Supplied records:
# # # #

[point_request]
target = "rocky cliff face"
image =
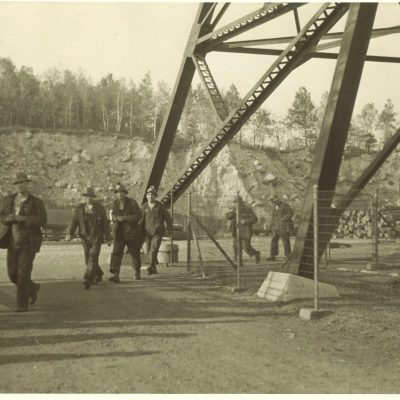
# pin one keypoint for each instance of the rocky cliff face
(63, 165)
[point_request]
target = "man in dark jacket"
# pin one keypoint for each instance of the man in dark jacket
(126, 216)
(281, 226)
(155, 216)
(247, 219)
(91, 220)
(22, 215)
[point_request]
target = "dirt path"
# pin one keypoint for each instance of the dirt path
(176, 333)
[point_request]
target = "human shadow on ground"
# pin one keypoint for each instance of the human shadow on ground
(35, 340)
(67, 304)
(45, 357)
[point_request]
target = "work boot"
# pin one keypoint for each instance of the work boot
(21, 309)
(87, 284)
(34, 293)
(114, 278)
(151, 270)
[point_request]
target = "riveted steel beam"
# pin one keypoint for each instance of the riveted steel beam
(379, 32)
(323, 20)
(241, 25)
(331, 142)
(174, 110)
(326, 56)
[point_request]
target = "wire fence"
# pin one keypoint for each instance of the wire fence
(358, 230)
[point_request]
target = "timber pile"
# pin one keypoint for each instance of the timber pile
(358, 224)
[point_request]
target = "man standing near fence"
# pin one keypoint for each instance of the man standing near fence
(281, 226)
(247, 219)
(22, 216)
(126, 217)
(155, 217)
(91, 220)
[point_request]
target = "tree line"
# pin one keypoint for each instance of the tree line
(71, 101)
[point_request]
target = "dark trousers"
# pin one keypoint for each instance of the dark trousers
(285, 237)
(246, 246)
(92, 253)
(133, 246)
(152, 244)
(19, 268)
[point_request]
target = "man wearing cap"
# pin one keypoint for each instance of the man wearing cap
(247, 219)
(91, 220)
(155, 216)
(281, 225)
(22, 215)
(126, 216)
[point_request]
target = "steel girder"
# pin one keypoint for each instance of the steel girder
(331, 142)
(201, 39)
(293, 56)
(325, 56)
(166, 135)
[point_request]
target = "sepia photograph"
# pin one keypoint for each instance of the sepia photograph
(199, 198)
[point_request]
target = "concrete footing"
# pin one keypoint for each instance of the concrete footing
(280, 286)
(310, 313)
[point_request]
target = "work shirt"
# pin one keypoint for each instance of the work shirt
(154, 219)
(91, 222)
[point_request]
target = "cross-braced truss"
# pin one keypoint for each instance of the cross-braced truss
(312, 40)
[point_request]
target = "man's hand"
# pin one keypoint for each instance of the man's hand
(10, 219)
(20, 218)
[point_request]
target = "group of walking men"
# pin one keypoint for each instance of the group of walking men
(22, 215)
(133, 227)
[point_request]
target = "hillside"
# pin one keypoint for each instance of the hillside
(62, 165)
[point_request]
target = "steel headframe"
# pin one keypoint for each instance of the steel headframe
(204, 37)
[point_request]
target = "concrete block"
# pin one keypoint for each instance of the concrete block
(280, 286)
(311, 314)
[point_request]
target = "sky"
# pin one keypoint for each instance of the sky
(129, 39)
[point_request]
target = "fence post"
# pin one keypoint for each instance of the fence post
(188, 230)
(375, 225)
(238, 241)
(172, 230)
(316, 267)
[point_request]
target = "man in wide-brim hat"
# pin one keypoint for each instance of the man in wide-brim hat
(22, 215)
(281, 227)
(126, 216)
(155, 217)
(90, 218)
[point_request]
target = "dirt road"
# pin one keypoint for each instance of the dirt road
(177, 333)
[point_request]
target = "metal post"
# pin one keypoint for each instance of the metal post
(171, 260)
(376, 230)
(238, 241)
(189, 211)
(316, 258)
(203, 274)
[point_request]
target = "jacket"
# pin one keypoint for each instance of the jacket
(100, 229)
(154, 218)
(247, 219)
(129, 227)
(281, 219)
(27, 231)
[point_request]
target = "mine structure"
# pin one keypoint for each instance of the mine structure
(312, 40)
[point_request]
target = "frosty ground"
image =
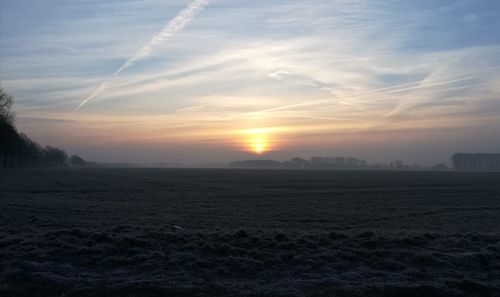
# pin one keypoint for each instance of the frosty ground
(221, 232)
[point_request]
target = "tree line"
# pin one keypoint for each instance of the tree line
(476, 161)
(18, 150)
(331, 163)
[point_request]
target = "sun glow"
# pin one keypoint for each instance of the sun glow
(257, 141)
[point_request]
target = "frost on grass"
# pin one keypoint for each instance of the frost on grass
(111, 233)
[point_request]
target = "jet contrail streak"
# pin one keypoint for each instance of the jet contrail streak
(175, 25)
(385, 90)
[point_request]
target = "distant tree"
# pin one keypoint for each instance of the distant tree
(55, 157)
(6, 101)
(476, 161)
(76, 160)
(439, 167)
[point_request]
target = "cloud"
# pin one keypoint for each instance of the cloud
(172, 27)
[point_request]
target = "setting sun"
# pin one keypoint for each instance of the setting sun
(257, 141)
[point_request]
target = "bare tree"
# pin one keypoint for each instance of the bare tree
(6, 101)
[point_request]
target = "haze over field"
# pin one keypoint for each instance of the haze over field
(220, 80)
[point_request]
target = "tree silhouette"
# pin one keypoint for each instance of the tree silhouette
(17, 149)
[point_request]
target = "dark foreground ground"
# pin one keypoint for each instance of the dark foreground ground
(112, 232)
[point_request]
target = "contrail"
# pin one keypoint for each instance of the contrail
(384, 90)
(180, 21)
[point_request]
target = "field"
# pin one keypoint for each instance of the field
(208, 232)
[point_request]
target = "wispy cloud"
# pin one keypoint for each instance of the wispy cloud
(172, 27)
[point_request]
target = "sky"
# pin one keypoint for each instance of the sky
(220, 80)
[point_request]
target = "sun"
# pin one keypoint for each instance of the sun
(259, 146)
(257, 141)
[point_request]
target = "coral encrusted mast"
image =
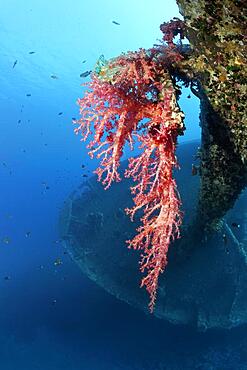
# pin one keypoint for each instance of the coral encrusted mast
(133, 98)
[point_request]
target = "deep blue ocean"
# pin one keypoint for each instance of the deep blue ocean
(52, 317)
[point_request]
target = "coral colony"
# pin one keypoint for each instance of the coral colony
(133, 99)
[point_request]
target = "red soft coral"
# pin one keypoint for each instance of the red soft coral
(132, 96)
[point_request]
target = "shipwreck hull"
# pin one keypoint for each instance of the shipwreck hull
(203, 284)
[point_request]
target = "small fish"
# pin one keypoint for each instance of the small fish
(85, 74)
(225, 240)
(58, 262)
(6, 240)
(194, 170)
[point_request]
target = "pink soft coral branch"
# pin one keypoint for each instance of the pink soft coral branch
(157, 195)
(122, 93)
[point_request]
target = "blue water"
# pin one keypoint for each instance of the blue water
(53, 317)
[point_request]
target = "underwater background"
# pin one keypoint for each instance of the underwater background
(51, 315)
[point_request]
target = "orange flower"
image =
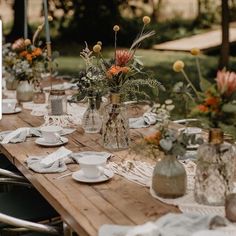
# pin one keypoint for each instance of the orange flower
(226, 82)
(202, 108)
(23, 54)
(212, 101)
(37, 52)
(123, 57)
(153, 138)
(29, 57)
(115, 70)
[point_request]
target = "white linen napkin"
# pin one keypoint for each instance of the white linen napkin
(148, 118)
(18, 135)
(78, 155)
(61, 153)
(171, 224)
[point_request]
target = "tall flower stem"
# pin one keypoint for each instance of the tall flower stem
(198, 68)
(115, 45)
(191, 84)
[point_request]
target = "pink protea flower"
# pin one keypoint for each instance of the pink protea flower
(226, 82)
(123, 57)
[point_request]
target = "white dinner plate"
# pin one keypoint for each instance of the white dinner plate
(42, 142)
(79, 176)
(17, 110)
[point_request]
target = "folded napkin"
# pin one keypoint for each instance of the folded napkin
(148, 118)
(18, 135)
(56, 161)
(52, 163)
(171, 224)
(78, 155)
(63, 86)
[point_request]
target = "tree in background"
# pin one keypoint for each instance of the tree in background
(17, 30)
(224, 52)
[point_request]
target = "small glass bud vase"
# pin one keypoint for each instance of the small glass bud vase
(115, 131)
(57, 102)
(92, 121)
(215, 170)
(169, 178)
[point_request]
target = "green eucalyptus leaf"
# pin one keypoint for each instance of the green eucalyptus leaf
(229, 107)
(165, 144)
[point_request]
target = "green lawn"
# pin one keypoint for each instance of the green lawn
(161, 64)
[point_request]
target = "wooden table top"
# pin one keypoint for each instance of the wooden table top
(84, 207)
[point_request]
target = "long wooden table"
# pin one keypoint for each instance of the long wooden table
(84, 207)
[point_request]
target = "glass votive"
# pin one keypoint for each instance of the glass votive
(57, 102)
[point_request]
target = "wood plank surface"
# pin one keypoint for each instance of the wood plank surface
(84, 207)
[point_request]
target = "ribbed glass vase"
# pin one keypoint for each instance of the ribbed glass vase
(92, 121)
(115, 131)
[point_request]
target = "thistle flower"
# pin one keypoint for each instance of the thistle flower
(116, 28)
(146, 20)
(226, 82)
(18, 45)
(27, 42)
(123, 57)
(195, 51)
(97, 48)
(178, 66)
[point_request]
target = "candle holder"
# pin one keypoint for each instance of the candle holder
(57, 102)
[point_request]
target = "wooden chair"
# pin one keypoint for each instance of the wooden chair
(23, 207)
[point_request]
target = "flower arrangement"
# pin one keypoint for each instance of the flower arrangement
(167, 141)
(124, 73)
(215, 102)
(91, 80)
(29, 59)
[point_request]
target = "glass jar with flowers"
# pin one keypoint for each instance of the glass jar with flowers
(125, 80)
(216, 107)
(169, 175)
(91, 86)
(216, 159)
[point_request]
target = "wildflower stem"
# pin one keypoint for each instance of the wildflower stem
(191, 84)
(140, 35)
(115, 45)
(198, 68)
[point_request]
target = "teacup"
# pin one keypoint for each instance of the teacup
(8, 105)
(51, 134)
(92, 167)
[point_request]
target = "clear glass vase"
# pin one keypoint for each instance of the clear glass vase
(115, 131)
(92, 121)
(169, 178)
(24, 91)
(215, 170)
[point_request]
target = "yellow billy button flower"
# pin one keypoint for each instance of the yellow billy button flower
(195, 51)
(27, 42)
(97, 48)
(146, 20)
(178, 66)
(50, 18)
(40, 27)
(116, 28)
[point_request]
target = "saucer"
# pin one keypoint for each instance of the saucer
(17, 110)
(79, 176)
(42, 142)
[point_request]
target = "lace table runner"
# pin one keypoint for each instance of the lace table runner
(141, 173)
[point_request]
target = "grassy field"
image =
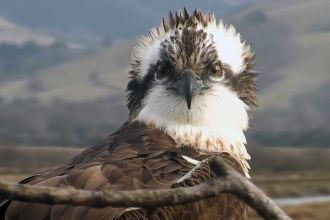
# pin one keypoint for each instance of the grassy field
(307, 211)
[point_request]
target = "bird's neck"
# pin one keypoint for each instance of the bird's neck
(214, 124)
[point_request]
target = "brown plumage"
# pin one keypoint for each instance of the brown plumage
(134, 157)
(171, 66)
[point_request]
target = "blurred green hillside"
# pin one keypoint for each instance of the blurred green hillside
(81, 101)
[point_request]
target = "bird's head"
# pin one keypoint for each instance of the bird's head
(191, 74)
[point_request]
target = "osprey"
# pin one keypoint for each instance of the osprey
(189, 98)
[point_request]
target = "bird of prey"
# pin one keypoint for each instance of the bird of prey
(190, 97)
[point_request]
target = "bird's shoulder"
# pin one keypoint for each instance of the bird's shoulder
(134, 157)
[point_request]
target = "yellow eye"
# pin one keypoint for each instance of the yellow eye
(216, 70)
(161, 72)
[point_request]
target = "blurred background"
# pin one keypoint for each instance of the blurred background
(64, 67)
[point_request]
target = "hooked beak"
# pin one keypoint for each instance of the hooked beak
(188, 85)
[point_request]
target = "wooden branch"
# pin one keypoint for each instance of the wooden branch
(228, 181)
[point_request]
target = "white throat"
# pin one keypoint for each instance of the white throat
(214, 124)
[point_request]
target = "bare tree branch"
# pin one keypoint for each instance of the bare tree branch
(228, 181)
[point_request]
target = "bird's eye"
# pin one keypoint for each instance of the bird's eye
(161, 71)
(216, 70)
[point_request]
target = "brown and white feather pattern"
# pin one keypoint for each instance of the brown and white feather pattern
(134, 157)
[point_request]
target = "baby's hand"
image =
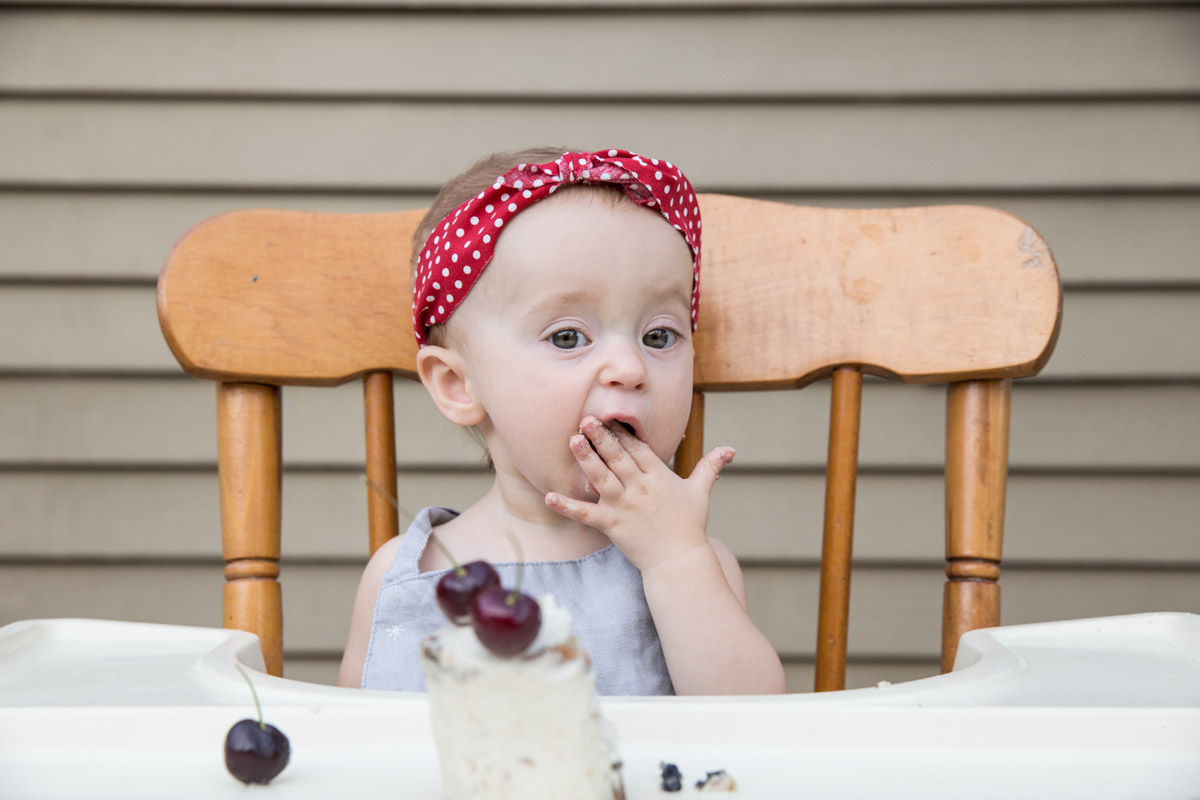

# # # #

Aim:
Count the lines in the items above that contain the string "feather", with uppercase and lowercase letters treated as different. Give only the number.

Solution:
2